Task description —
Render the data below as a numbered list, omitting any blank lines.

::::::

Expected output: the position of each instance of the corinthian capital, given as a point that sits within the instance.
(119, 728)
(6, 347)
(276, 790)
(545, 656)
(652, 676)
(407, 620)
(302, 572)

::::::

Solution to the problem —
1. Expected output: the position of each instance of the corinthian capital, given as a point that sits within the instance.
2. (119, 728)
3. (6, 347)
4. (276, 790)
5. (545, 656)
6. (652, 676)
7. (407, 620)
8. (302, 572)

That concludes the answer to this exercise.